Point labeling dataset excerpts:
Begin

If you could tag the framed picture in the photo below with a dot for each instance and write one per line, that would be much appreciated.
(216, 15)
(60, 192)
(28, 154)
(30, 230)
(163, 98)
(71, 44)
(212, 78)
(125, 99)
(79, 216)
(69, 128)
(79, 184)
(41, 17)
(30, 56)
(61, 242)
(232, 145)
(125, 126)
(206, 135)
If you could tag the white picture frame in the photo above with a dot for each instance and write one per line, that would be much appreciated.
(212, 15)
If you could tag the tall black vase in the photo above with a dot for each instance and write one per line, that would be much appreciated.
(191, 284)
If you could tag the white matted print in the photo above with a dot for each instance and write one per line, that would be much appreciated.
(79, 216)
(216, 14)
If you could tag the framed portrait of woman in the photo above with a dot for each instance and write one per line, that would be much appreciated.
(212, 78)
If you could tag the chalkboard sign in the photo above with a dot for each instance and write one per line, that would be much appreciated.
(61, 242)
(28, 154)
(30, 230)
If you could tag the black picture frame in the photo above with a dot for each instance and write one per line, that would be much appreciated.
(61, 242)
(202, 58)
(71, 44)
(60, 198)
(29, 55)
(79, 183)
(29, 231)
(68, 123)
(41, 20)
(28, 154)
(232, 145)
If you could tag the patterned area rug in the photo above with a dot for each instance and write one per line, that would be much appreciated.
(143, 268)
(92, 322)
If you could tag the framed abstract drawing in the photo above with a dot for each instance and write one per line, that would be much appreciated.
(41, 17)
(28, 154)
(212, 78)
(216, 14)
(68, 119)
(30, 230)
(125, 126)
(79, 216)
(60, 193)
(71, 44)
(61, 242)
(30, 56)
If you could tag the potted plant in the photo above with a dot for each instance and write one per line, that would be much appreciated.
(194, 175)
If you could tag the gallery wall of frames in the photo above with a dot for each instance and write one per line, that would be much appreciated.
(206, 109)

End

What to do: Every line of the records above needs to be given again exactly.

Exercise response:
If you could tag the framed picture in the photo below with a dot for each instance and write one per line, that would be much appreciated.
(216, 15)
(60, 192)
(28, 154)
(30, 230)
(163, 98)
(71, 44)
(212, 78)
(125, 99)
(79, 216)
(69, 128)
(79, 184)
(41, 17)
(30, 56)
(61, 242)
(232, 145)
(125, 126)
(206, 135)
If you could tag the white picture frame in the photo above with a dot for each instance and write one per line, that would be much appreciated.
(212, 15)
If you could tag the tall black vase in the photo above with a dot for each instance and write one per line, that would be much appreciated.
(191, 284)
If you could tag the white matted print in the photo above with a dot for each instance and write one per line, that would be much appreciated.
(79, 216)
(216, 14)
If you could tag the framed portrait of woman in the photo above with a dot for each instance and write one per line, that would be much appreciated.
(212, 78)
If you could tag the chalkboard sign in the photo above with a dot for each instance and write one per line, that would be much appreciated.
(61, 242)
(28, 154)
(30, 230)
If you could tag the black picture frame in the photo above with a dot for each instance and write one per line, that would be much appreciated.
(61, 242)
(202, 58)
(71, 44)
(60, 198)
(29, 55)
(79, 183)
(29, 231)
(68, 123)
(41, 20)
(28, 154)
(232, 145)
If you could tag the patterned area rug in the photo above with a dot for each instance and write one per line, that would be much appreciated.
(143, 268)
(92, 322)
If you could tag the framed abstract drawing in the photo above with a dot for each instance and write one per line, that would be much appreciated.
(41, 17)
(28, 154)
(212, 78)
(216, 14)
(68, 119)
(30, 230)
(125, 126)
(79, 216)
(60, 193)
(71, 44)
(61, 242)
(30, 56)
If you could tag the potted plant in the photo above with a dot for each instance and write one per line, that would be much appreciated.
(194, 175)
If you could tag the gallery wall of frames in the photo above with a dot for each instance and write one per line, that would be much appreciated.
(206, 109)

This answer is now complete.